Collected data entries
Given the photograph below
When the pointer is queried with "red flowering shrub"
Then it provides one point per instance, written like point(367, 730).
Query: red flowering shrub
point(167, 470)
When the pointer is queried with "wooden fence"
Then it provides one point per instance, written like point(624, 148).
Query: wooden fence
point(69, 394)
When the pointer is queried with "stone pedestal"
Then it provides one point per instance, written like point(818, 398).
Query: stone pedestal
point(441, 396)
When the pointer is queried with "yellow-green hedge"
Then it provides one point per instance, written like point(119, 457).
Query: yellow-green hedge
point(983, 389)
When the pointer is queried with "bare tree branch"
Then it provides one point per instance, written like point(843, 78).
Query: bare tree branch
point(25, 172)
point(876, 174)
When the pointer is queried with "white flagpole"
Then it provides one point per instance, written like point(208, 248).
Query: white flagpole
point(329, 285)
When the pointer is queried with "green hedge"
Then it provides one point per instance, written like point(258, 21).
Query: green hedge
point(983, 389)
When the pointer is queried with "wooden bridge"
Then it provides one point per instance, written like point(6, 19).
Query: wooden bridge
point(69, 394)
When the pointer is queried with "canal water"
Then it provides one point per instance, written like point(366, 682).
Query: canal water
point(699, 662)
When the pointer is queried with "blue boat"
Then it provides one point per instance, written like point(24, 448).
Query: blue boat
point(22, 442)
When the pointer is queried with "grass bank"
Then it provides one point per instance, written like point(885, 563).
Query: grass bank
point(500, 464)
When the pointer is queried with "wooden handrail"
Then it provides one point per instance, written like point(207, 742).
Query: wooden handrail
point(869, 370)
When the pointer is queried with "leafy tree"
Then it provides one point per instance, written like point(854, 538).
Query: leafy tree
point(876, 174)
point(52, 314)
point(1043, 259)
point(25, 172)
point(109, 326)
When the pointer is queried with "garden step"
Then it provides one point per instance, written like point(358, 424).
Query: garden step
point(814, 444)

## WHAT THE TASK REQUIRES
Within the data above, the span starting at the line containing "Query: green hedge" and ending at the line containing "like point(207, 742)." is to be retyped exactly, with no other lines.

## OUTPUT FOR THIS EXERCISE
Query: green hedge
point(983, 389)
When the pointer is queried with "wooden bridge"
Then it provides one point per instance, written like point(6, 19).
Query: wooden bridge
point(69, 394)
When the pointer is queried with "canal water"
Then it provides one point per instance, written like point(366, 682).
Query: canal water
point(699, 662)
When the pointer is queried with "blue boat"
Then it provides one point per instance, written like point(24, 448).
Query: blue boat
point(22, 442)
When the pointer is queried with "grass bank"
Then it provides one point per instance, written like point(885, 563).
Query: grass bank
point(500, 464)
When the pointer is queried with "wooden handrail"
Then it provides one point per instance, written like point(207, 742).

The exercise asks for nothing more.